[Data excerpts]
*** Block opens ***
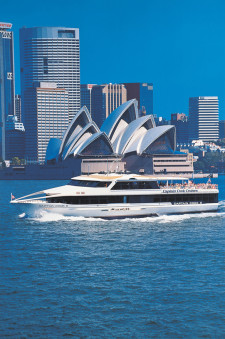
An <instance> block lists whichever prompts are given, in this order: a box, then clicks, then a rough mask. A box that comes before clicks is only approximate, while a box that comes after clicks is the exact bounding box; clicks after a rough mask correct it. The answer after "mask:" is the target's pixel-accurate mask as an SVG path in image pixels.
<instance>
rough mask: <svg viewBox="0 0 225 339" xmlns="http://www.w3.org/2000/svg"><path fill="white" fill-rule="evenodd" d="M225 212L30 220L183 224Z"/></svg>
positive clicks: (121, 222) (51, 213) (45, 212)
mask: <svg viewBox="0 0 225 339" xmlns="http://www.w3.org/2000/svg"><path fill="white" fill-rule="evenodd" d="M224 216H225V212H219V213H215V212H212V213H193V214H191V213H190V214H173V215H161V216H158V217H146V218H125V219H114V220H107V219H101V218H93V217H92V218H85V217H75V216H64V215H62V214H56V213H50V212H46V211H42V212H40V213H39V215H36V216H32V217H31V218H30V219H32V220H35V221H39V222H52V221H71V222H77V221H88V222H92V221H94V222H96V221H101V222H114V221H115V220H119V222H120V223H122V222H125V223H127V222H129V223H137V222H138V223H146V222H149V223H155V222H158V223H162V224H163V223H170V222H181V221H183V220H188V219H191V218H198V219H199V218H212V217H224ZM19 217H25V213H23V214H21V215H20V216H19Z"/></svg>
*** Block closes ***
*** Block opens ***
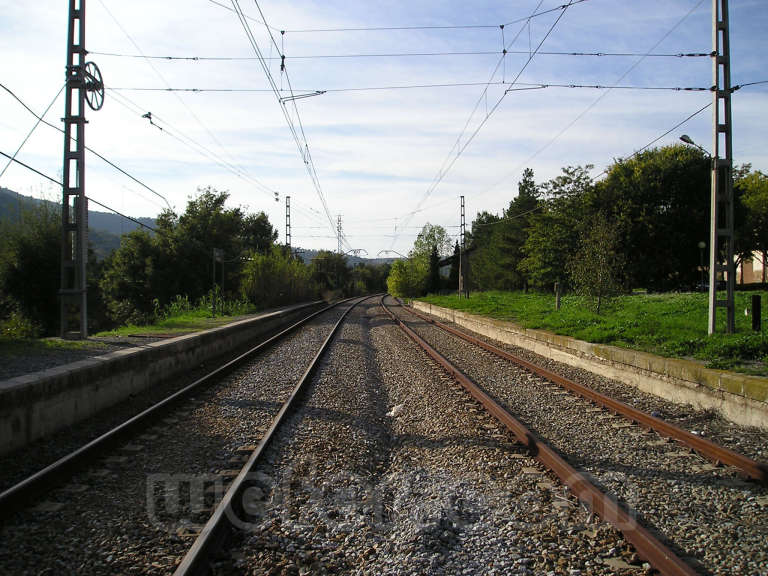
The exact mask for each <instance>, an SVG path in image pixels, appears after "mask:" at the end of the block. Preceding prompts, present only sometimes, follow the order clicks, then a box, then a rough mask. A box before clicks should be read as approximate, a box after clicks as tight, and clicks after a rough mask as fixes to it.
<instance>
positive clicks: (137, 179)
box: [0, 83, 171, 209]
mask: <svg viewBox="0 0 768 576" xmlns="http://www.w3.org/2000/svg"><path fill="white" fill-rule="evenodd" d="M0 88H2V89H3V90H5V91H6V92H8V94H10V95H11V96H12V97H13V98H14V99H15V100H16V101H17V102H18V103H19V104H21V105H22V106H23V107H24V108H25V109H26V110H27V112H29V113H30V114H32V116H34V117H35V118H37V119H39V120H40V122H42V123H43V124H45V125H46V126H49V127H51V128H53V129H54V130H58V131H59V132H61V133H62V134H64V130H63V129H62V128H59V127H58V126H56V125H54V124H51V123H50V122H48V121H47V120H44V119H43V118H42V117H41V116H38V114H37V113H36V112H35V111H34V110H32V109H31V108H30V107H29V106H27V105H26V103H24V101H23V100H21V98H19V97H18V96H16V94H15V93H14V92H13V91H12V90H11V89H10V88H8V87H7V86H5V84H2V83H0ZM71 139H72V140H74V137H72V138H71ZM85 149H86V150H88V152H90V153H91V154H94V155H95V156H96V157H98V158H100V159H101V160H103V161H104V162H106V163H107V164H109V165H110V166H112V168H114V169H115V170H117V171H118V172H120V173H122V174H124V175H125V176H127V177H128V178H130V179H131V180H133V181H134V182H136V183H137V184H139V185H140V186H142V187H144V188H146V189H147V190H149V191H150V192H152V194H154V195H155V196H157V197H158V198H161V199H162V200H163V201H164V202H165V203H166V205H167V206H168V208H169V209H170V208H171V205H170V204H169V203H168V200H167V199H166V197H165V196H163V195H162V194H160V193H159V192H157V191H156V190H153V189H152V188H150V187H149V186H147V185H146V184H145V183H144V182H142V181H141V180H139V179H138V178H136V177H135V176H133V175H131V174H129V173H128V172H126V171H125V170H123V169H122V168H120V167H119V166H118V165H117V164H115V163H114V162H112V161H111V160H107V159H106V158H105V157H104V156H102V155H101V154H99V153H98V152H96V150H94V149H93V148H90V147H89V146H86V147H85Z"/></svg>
*** Block closes ***
Brief — With the first line being the one containing "The exact mask" and the last line the one containing "positive clicks: (137, 179)", transcribe exactly the lines above that fall in that range.

Your solution —
The exact mask for each <instance>, an SVG path in image pixels, appears after "mask:" at the end of the block. Preceding prompts, present only sometimes, follow the order clicks, then a box, then a rough mask. A box before clicks should be read as approximate, a box after clicks as tight, and clicks after a rough mask as fixes to it.
<instance>
positive clicks: (137, 179)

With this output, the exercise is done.